--- Start EXCERPTED PASSAGE ---

Their sturdier replacements, carved in Italy from Carrara marble, will be installed in February.

On Friday, contractors from Rugo Stone LLC, of Lorton, started removing the capitals, beginning on the Rotunda’s Lawn-facing south portico. They’re using a complex trolley system to move the stone blocks to a position where they could be removed.

The capital work is part of a $50 million renovation to the centerpiece of U.Va.’s Academical Village, a project which will upgrade all the mechanical systems in the building, effect repairs, improve access and install an underground service room. The renovations are scheduled to be complete by mid-summer 2016.

On Friday morning, workers carefully levered up the first 6,100-pound capital, which had been held in place by its own weight, then inserted a steel cart underneath it and assembled a steel frame around the stone. They wheeled the whole assembly out from under the portico roof on a track before attaching straps to the frame, allowing a crane to hoist it and gently lower it to the ground.

Workers then dismantled the steel frame and transferred the capitals to pallets for storage. Tentative plans call for incorporating them into the redesigned landscaping around the Rotunda.

Once all of the south portico capitals are removed, the new capitals – sculpted to replicate Thomas Jefferson’s original design – will be installed, starting in February. Scaffolding is supporting the portico roof during this process.

--- End EXCERPTED PASSAGE ---

# AIM OF THE TASK:
Pick up the passage on the Rotunda's portico capitals after its final sentence and continue it. The records have no connection to the passage on the Rotunda's portico capitals.

--- Start GIVEN RECORDS ---

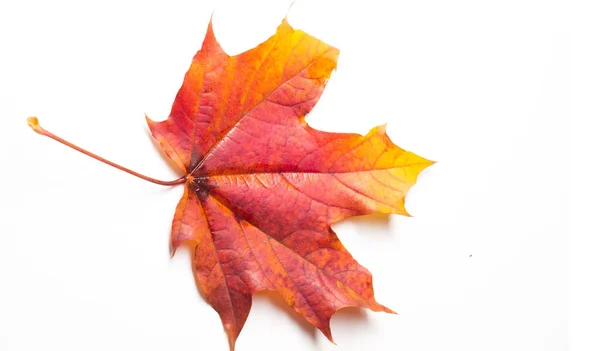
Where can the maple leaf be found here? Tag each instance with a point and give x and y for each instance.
(262, 188)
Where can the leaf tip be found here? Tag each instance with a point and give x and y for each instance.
(34, 124)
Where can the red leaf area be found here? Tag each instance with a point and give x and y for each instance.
(263, 187)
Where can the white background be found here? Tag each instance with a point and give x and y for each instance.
(482, 87)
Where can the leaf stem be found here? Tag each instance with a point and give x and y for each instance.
(34, 124)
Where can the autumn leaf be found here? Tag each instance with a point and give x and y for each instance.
(262, 188)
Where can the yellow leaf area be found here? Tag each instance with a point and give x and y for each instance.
(263, 187)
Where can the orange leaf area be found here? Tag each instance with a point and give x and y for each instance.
(263, 187)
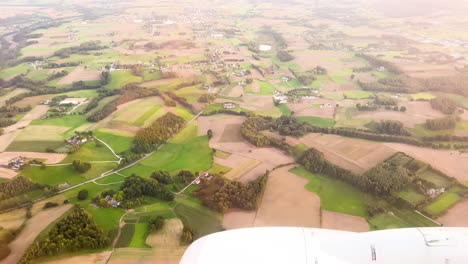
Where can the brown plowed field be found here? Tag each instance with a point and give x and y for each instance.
(352, 154)
(305, 108)
(417, 112)
(456, 216)
(80, 74)
(287, 203)
(344, 222)
(452, 163)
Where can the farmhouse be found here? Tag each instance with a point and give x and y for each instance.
(16, 163)
(111, 201)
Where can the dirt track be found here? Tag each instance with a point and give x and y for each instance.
(51, 158)
(34, 226)
(11, 132)
(80, 74)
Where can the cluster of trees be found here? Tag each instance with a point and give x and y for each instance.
(157, 223)
(448, 122)
(8, 52)
(250, 129)
(221, 195)
(289, 126)
(137, 70)
(102, 94)
(57, 75)
(77, 231)
(180, 100)
(444, 104)
(17, 186)
(457, 84)
(378, 86)
(284, 56)
(127, 93)
(385, 178)
(149, 138)
(83, 48)
(135, 187)
(377, 63)
(82, 195)
(106, 77)
(391, 127)
(81, 166)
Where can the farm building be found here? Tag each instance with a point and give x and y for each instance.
(16, 163)
(111, 201)
(229, 105)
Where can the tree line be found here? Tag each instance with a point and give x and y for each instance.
(149, 138)
(289, 126)
(444, 104)
(17, 186)
(448, 122)
(220, 195)
(83, 48)
(126, 94)
(77, 231)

--- End GIVEN RECORDS ---

# TASK RESPONSE:
The old capitals, installed after the 1895 fire that heavily damaged the Rotunda, are disintegrating and have been shrouded in black mesh for the past five years to keep crumbling pieces of marble from falling on passers-by. While Jefferson’s original capitals came from Carrara, Italy, architect Stanford White of the New York firm of McKim, Mead & White, who redesigned the Rotunda after the fire, had their replacements fashioned from domestic marble. They were installed as rough-cut stone, which was carved in place several years later.

“We noticed a big crack in one of the capitals and that is what started all of this,” said Brian Hogg, a senior preservation planner with the Office of the Architect for the University.

Initially, University officials sought to repair the capitals, until it became clear that the damage was severe enough that they needed to be replaced.

“We don’t know why the capitals failed,” Hogg said. “There is a laundry list of factors and it could be any combination of them.”

According to a 2010 assessment prepared by Milner & Carr Conservation LLC of Philadelphia, and Robert Silman Associates PLLC of Washington, D.C., McKim, Mead & White used a fine-grained white marble, most likely originating from Vermont, that did not stand up to the elements.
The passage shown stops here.